AIM OF THE EXERCISE
Pick out every line of the records below that contains the word "touchscreen", and copy each one in full.

RECORD LIST
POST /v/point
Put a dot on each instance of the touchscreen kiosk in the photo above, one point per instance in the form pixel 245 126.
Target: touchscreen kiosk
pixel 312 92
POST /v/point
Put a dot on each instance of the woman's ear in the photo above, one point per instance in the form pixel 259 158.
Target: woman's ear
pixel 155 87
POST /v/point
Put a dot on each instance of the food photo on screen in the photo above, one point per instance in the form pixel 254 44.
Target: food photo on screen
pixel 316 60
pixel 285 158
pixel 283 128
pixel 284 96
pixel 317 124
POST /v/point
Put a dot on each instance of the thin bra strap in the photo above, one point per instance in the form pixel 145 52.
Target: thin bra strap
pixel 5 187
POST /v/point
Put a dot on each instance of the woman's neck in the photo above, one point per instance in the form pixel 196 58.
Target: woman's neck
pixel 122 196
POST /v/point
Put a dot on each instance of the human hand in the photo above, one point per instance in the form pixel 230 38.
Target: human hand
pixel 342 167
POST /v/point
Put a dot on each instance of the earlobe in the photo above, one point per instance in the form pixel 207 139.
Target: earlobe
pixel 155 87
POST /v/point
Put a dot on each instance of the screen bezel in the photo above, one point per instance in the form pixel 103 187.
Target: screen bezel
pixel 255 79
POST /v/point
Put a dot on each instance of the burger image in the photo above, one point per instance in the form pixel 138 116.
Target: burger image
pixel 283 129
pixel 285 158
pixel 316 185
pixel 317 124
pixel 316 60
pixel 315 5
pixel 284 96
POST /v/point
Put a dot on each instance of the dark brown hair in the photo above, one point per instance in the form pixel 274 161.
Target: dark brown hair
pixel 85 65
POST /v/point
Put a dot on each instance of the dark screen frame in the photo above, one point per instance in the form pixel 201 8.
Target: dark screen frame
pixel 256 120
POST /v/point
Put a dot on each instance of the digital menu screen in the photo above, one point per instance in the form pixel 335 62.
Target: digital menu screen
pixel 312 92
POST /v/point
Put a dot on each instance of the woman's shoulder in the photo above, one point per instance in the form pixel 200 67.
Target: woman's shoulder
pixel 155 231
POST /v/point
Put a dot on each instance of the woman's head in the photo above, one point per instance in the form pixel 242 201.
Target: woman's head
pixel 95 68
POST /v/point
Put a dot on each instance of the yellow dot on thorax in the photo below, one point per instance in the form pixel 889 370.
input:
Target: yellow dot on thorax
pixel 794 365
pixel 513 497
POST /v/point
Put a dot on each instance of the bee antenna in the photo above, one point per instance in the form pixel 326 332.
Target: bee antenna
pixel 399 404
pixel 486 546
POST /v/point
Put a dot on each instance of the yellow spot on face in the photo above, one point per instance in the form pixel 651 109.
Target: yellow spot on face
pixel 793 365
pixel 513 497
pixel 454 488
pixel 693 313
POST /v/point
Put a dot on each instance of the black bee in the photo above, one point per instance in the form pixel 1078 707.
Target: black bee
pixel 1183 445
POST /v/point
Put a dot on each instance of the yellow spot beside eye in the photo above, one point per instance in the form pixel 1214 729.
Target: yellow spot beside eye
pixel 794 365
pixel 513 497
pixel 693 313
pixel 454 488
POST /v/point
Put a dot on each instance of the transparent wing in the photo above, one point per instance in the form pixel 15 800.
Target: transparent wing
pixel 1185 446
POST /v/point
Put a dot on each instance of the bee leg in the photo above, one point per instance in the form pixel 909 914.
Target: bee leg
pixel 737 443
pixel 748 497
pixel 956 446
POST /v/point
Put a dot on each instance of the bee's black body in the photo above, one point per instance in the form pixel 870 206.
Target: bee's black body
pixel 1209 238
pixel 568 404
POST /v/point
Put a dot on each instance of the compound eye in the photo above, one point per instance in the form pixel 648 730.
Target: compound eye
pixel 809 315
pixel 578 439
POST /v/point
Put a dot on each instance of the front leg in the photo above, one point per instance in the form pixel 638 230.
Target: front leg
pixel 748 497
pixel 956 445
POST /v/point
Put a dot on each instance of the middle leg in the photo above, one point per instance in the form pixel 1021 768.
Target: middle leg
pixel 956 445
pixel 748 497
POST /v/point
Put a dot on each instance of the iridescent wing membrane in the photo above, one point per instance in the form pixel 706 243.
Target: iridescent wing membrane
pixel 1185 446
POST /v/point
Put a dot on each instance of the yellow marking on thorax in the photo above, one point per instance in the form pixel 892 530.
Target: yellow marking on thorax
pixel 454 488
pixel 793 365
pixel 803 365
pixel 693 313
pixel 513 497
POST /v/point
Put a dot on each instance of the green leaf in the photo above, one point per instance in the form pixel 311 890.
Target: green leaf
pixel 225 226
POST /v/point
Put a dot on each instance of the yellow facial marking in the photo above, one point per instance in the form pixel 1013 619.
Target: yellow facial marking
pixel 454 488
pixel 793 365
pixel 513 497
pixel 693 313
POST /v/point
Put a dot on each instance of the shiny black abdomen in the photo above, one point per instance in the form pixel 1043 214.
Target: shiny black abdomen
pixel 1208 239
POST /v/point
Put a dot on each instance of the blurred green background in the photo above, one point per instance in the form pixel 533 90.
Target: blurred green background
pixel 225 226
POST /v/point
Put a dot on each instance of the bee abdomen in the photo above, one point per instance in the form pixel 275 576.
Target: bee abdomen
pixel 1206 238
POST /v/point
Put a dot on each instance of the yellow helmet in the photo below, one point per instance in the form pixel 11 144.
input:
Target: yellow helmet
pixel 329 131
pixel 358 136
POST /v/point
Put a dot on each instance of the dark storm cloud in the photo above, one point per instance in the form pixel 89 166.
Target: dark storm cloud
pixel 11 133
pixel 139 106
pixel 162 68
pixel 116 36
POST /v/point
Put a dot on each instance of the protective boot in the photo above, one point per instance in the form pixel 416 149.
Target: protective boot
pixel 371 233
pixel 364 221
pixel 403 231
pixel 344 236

WRITTEN SOLUTION
Put a dot on each instance of the touchscreen kiosk in the photo above, one point per instance in the form pixel 245 126.
Target: touchscreen kiosk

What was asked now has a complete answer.